TASK:
Restate the full listing word for word and leave the pictures out.

DATASET RECORDS:

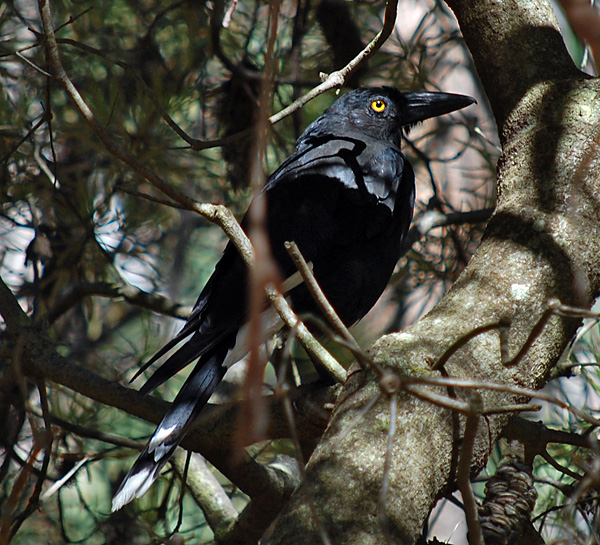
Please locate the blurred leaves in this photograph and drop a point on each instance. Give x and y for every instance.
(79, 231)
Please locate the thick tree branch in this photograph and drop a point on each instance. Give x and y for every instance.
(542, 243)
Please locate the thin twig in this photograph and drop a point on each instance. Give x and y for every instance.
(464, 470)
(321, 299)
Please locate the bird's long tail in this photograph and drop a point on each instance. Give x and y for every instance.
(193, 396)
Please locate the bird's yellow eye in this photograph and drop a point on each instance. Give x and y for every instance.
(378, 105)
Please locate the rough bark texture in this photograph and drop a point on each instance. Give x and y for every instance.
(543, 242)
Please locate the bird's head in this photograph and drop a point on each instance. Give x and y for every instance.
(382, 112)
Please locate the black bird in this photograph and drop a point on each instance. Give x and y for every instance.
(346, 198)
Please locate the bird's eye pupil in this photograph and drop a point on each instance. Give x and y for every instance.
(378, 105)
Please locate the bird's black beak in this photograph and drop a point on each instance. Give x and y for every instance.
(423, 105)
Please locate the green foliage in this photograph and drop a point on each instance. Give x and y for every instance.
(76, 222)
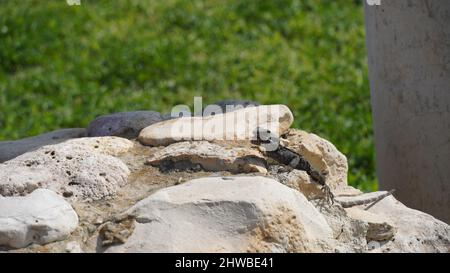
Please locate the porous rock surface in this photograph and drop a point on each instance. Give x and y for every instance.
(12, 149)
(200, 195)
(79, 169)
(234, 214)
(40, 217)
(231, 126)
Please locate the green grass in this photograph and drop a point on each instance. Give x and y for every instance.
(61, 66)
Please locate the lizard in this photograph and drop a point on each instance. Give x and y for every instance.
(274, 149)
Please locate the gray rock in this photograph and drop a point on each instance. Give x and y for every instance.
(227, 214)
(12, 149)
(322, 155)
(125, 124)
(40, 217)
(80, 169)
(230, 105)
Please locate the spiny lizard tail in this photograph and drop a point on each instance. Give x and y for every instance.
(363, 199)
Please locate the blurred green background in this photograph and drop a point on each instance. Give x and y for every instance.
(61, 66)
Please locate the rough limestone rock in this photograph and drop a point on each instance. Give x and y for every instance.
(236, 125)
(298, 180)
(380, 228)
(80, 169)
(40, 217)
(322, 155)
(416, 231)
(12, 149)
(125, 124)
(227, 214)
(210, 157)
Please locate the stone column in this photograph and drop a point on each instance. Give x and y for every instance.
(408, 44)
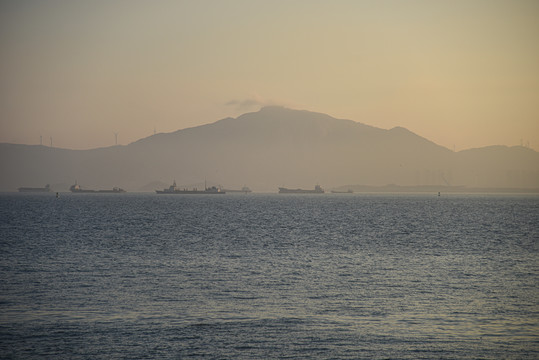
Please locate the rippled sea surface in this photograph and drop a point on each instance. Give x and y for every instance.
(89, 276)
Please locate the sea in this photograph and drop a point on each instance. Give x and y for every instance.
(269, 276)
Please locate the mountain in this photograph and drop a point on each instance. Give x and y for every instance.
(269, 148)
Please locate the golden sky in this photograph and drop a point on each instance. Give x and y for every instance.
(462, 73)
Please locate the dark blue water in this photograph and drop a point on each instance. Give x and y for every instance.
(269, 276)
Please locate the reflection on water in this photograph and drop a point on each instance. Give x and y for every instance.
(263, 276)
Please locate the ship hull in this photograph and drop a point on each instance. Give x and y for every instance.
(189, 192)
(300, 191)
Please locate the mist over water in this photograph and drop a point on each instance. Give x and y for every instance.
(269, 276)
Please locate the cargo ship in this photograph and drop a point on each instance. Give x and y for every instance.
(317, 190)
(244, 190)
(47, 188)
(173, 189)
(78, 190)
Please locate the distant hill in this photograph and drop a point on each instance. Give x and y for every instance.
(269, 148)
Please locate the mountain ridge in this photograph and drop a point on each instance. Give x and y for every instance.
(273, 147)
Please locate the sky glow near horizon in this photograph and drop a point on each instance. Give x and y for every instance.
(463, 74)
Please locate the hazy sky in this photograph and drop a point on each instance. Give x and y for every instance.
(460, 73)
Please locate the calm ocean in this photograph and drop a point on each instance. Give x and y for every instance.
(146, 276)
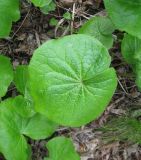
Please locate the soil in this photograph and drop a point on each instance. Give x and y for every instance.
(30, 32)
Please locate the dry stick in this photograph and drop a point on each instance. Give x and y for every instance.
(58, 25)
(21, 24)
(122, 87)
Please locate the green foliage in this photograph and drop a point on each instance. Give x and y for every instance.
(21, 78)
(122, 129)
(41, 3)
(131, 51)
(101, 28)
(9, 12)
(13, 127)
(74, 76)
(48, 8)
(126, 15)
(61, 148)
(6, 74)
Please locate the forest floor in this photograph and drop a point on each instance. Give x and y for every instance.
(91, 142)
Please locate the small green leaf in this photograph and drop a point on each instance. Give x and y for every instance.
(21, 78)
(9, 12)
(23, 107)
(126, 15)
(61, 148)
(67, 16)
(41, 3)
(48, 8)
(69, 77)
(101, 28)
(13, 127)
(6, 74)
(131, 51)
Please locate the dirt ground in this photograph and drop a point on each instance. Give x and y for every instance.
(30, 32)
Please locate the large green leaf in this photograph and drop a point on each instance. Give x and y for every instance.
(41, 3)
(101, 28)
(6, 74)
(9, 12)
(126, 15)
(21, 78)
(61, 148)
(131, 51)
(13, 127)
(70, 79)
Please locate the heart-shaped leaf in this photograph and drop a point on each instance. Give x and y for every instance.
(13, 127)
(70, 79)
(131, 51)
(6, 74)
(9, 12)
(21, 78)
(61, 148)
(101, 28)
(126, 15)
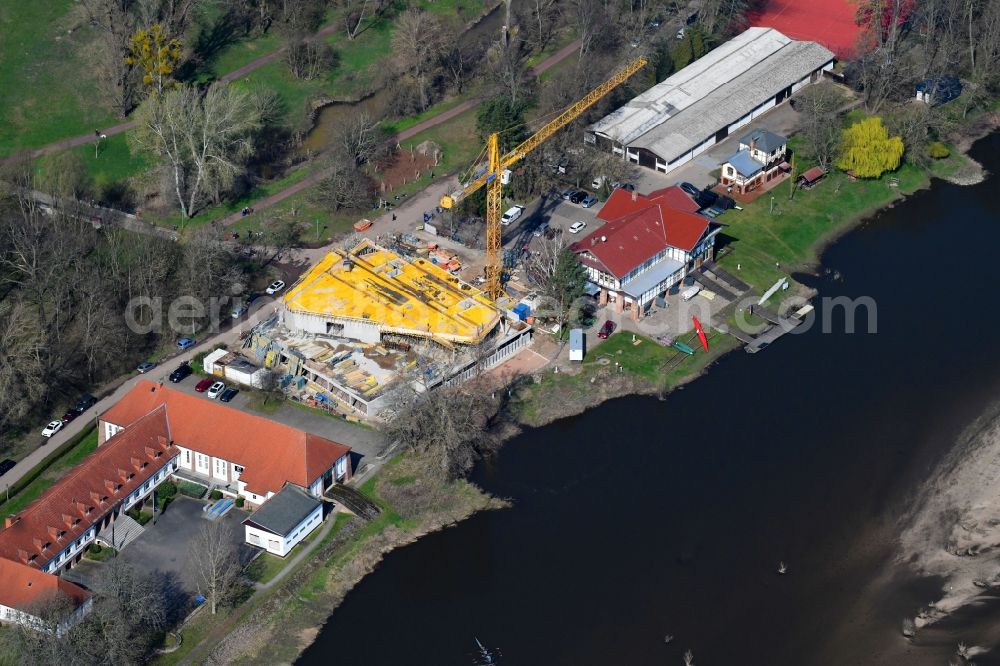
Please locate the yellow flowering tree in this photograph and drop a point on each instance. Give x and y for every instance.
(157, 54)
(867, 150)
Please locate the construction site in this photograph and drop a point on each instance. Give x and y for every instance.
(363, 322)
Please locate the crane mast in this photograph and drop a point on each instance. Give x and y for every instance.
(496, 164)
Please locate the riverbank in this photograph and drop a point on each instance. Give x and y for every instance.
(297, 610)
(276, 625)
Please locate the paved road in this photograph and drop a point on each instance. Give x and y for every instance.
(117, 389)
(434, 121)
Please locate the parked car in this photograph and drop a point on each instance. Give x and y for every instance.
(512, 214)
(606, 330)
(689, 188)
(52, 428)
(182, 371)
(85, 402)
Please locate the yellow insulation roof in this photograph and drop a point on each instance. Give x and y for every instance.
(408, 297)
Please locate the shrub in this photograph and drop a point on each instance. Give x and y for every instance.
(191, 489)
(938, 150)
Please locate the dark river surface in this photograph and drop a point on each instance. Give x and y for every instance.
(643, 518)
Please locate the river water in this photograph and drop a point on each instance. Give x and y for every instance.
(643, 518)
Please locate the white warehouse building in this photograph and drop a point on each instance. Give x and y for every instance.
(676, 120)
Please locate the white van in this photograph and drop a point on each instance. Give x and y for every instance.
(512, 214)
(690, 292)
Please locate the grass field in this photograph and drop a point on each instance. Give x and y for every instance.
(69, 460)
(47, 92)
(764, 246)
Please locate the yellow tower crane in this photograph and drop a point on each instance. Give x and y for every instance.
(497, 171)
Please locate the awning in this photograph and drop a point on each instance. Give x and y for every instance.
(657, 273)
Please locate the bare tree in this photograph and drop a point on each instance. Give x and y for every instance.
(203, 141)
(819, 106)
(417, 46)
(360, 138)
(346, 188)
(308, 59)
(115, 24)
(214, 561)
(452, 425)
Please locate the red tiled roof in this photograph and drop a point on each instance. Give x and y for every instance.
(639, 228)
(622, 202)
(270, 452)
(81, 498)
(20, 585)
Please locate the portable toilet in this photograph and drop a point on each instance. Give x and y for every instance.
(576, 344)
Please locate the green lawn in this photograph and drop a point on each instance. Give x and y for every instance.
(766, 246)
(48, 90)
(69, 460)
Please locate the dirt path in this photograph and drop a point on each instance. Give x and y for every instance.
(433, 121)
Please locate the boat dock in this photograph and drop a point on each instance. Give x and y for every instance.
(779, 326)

EXERCISE ANSWER:
Please locate the blurred leaves in this photograph and drop a point on each instance. Give x and y for every instance.
(79, 231)
Please locate the thick tree branch in this photograph and drop a point on each instance. Give x and y for every instance.
(542, 243)
Please locate the thin twig in this photograph and drop a point on each instance. Give x and y for every instance.
(464, 470)
(321, 299)
Please locate the bird's long tail in this photograph and drop a point on each instance. Give x and y for every instance.
(193, 396)
Please locate the bird's yellow eye in this photograph and drop a point on each instance. Give x and y for every instance.
(378, 105)
Please locate the rough bark texture in this photograph and drop a point on each instance. Give x and y for every instance.
(543, 242)
Please locate the bird's head in this photograph and drop a point on each instance. Give x and y for every instance.
(382, 112)
Please locate the black bird in this photograph and drop a point on each instance. Give x and y for every instance.
(346, 198)
Please locate the bird's eye pupil in this photograph and drop a point on each instance. Give x and y for every instance.
(378, 105)
Please locate the bird's black beak in this photograph and drop a point on each instance. Give x and y for every instance.
(423, 105)
Please locate the green foliage in this photograph and drop a point on each instance. Give x and y for every instance.
(76, 222)
Please locate the porous rock surface in this photograph and drop a point on each instance. Give x and y for every instance.
(12, 149)
(200, 195)
(79, 169)
(234, 214)
(40, 217)
(231, 126)
Please locate the green grass in this photograph and drop a point on each instance. Give x and y for every instance.
(61, 66)
Please locate the lizard in this photograph and drop a point on each instance. Give x and y for every instance.
(274, 149)
Please locate the gray rock in this photograph and drop a point on each instance. Give x and y for every instance.
(227, 214)
(12, 149)
(322, 155)
(125, 124)
(40, 217)
(80, 169)
(230, 105)
Please locate the spiny lizard tail in this photograph and drop a point on each instance. Give x and y for every instance.
(363, 199)
Please locate the blurred green background in this photograph and drop a point on each instance. Give x and y for every instance.
(61, 66)
Please locate the rough limestone rock in this photograph and drop a point on each instance. Give x and y for every instance.
(236, 125)
(298, 180)
(380, 228)
(80, 169)
(40, 217)
(322, 155)
(416, 231)
(12, 149)
(125, 124)
(227, 214)
(210, 157)
Please locate the stone column in this photograph and drop a point on each instance. Give x and y for every instance.
(408, 44)
Please locate the rippled sea surface in this photograph and drop a point on each instance. Give x and y for every instance.
(89, 276)
Please locate the sea in this photograph and drop a point on each instance. Give x and y for every instance.
(269, 276)
Please locate the mountain in this photograph and drop a point on each instance. Give x and y for every instance.
(269, 148)
Please locate the golden sky in this photograph and drop a point on each instance. Give x and y for every instance.
(462, 73)
Please locate the dark blue water in this photograph and drop a point on each instance. Give x and y for every instance.
(269, 276)
Please locate the reflection on water in this photograph and drop a point on each instance. Give x and y for every instance.
(263, 276)
Please locate the ship hull in this photograph and drop a point on each instance. Give x and y for every instance.
(189, 192)
(300, 191)
Please locate the mist over water in this photograph and drop a point on each instance. Give x and y for every instance.
(269, 276)
Please locate the cargo ship in this photograph and drop a point on each instance. Give x and y for every instance.
(317, 190)
(244, 190)
(47, 188)
(173, 189)
(78, 190)
Please locate the distant hill in this photograph and drop a point on each instance. Give x and y for every instance.
(269, 148)
Please locate the mountain ridge in this photograph and drop a point on each instance. Give x and y for every instance.
(273, 147)
Please locate the sky glow near horizon in this photograph and drop a point on each instance. Give x and y for every instance.
(463, 74)
Please locate the hazy sky in this photograph and drop a point on each instance. Give x and y for every instance.
(460, 73)
Please locate the calm ocean in this photograph and drop a point on each instance. Give x and y for every instance.
(146, 276)
Please locate the soil in this photograph and drop a point on each instance. Give x and y for every instance.
(30, 32)
Please locate the dry stick in this photograph and drop a point on each instance. Give x and y for every instance.
(58, 25)
(21, 24)
(122, 87)
Please locate the green foliage in this photograph and drop a point on each instance. Give x and y for every instance.
(21, 78)
(122, 129)
(41, 3)
(131, 51)
(101, 28)
(9, 12)
(13, 127)
(74, 76)
(48, 8)
(126, 15)
(61, 148)
(6, 74)
Please locate the forest floor in this photograph and drop a point on each instance. Give x and y for every instance.
(91, 142)
Please locate the small green leaf in this photograph and drop a point on each instance. Give x and y for every instance.
(21, 78)
(9, 12)
(23, 107)
(126, 15)
(61, 148)
(67, 16)
(41, 3)
(48, 8)
(69, 77)
(101, 28)
(13, 127)
(6, 74)
(131, 51)
Please locate the dirt ground in this photograph and drop a point on each instance. Give x and y for every instance.
(30, 32)
Please locate the large green leaf in this photograph and drop a point on each instance. Give x and y for every instance.
(41, 3)
(101, 28)
(6, 74)
(9, 12)
(126, 15)
(21, 78)
(61, 148)
(131, 51)
(13, 127)
(70, 79)
Please locate the heart-shaped leaf in this photograph and drop a point on each instance. Give x and y for every instance.
(13, 127)
(70, 79)
(131, 51)
(6, 74)
(9, 12)
(21, 78)
(61, 148)
(101, 28)
(126, 15)
Please locate the yellow flowering tree in this photograph and drop a point on each instance. Give x and y for every instance.
(157, 54)
(867, 150)
Please locate the construction site in this photograph and drop a point on each instance. Give x and y for every instance.
(363, 322)
Please locate the crane mast in this photograph and drop a point on each instance. Give x and y for every instance.
(496, 164)
Please locate the riverbank in this photograph and drop a point on each instance. Give x and y for every instance.
(297, 610)
(276, 625)
Please locate the paved road in this photograph and drop a point on each instance. Give x and y for every instance.
(117, 389)
(434, 121)
Please locate the parked car in this photograph and drop a point on each instance. Give x and y for every instance.
(512, 214)
(606, 330)
(689, 188)
(52, 428)
(182, 371)
(85, 402)
Please locate the yellow insulation roof in this photograph and drop a point on each instance. Give x and y for every instance.
(408, 297)
Please locate the shrub in this photograph and drop a point on each instance. Give x and y for every instance.
(191, 489)
(938, 150)
Please locate the dark river surface in this photograph and drop a point on each instance. Give x and y for every instance.
(643, 518)
Please locate the river water in this photograph and drop a point on each instance. Give x and y for every instance.
(643, 518)
Please locate the white warehouse building in this photograph and drop a point on each instance. Give x and y for every instance.
(676, 120)
Please locate the white van in this photograph and drop a point on each instance. Give x and y for every instance.
(512, 214)
(690, 292)
Please locate the grass field in this photograph and drop a point on each instance. Give x and y for every instance.
(69, 460)
(47, 92)
(764, 246)
Please locate the yellow tower crane in this photograph and drop a point on each instance. Give x and y for every instance.
(497, 171)
Please locate the awning in this photograph and drop a point on each instance. Give x and y for every instance.
(657, 273)
Please locate the bare tree in this photograph and drop a point on each instance. Give x and y for every instance.
(203, 141)
(819, 106)
(417, 46)
(360, 138)
(346, 188)
(308, 59)
(115, 24)
(214, 561)
(452, 425)
Please locate the red tiled roof in this photograph and drop a point on each instance. Give x and y for every instance.
(639, 228)
(622, 202)
(270, 452)
(81, 498)
(20, 585)
Please locate the portable toilet in this photograph and drop a point on each instance. Give x and y for every instance.
(576, 344)
Please locate the green lawn in this photograph and drop a point on each instance. Give x and y for every instance.
(766, 246)
(48, 90)
(69, 460)
Please locate the dirt path in this photograph and drop a point on each instance. Give x and y for every instance.
(433, 121)
Please locate the boat dock in this photograph and drop a point on each instance. Give x and y for every instance.
(779, 326)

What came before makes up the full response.